BEGIN

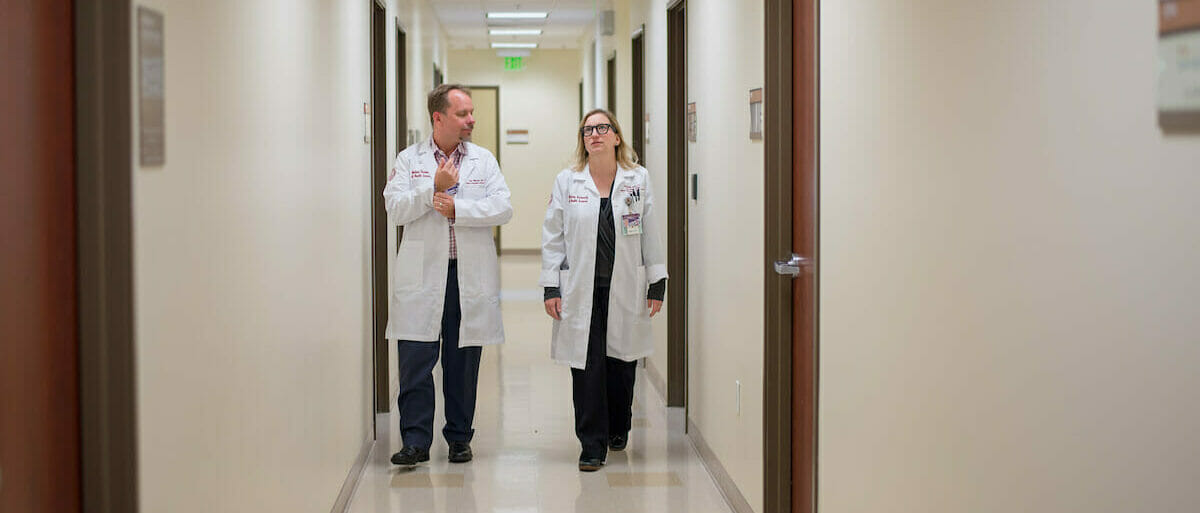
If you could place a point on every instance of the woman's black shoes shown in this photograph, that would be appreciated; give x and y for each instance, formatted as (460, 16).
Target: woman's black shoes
(460, 452)
(411, 456)
(591, 464)
(617, 442)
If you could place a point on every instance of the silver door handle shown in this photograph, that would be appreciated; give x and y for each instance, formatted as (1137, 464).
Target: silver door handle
(792, 266)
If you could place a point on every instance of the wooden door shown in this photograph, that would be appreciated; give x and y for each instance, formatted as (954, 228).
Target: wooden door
(40, 438)
(790, 423)
(378, 212)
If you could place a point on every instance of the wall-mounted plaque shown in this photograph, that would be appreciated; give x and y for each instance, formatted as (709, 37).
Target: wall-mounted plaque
(691, 121)
(756, 114)
(1179, 65)
(516, 137)
(151, 97)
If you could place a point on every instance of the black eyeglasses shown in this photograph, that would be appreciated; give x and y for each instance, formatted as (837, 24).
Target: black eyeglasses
(604, 128)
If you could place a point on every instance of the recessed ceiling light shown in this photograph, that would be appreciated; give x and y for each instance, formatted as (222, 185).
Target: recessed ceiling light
(514, 44)
(515, 31)
(517, 14)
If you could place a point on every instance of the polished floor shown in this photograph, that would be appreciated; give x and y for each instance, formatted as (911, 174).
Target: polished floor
(526, 452)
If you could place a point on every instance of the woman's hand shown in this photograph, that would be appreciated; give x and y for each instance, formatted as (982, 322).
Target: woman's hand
(654, 306)
(555, 308)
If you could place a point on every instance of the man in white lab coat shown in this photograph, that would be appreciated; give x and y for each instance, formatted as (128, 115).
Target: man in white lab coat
(448, 193)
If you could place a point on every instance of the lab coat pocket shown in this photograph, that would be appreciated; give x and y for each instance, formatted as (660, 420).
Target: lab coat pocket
(563, 276)
(409, 266)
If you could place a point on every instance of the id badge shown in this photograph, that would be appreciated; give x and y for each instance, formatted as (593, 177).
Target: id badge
(631, 224)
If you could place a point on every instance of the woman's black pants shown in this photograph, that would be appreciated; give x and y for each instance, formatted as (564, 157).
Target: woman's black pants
(604, 388)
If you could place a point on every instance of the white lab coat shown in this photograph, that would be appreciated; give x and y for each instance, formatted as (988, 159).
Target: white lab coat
(419, 277)
(569, 259)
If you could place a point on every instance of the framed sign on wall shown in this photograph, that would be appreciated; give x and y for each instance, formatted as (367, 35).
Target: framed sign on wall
(1179, 65)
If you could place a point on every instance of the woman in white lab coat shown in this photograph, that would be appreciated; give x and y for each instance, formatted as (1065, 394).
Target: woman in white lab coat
(604, 272)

END

• What to produce: Exactly and only the lines from the line containing "Target: white lab coat" through the last line of the entries should be copied, both ends included.

• Response box:
Target: white lab coat
(419, 277)
(569, 259)
If you could place a point on every instance of the framed sign on wall shown in this photograph, that would be appreciated; give x and y for each instance, formatted as (367, 35).
Target: framed sign on wall
(1179, 65)
If you could place a point on every instance of the woman in white lab coat shown in this photograph, that would be appreciated; give x and y for each instance, formatted as (1065, 394).
Target: woman in white lab coat
(604, 272)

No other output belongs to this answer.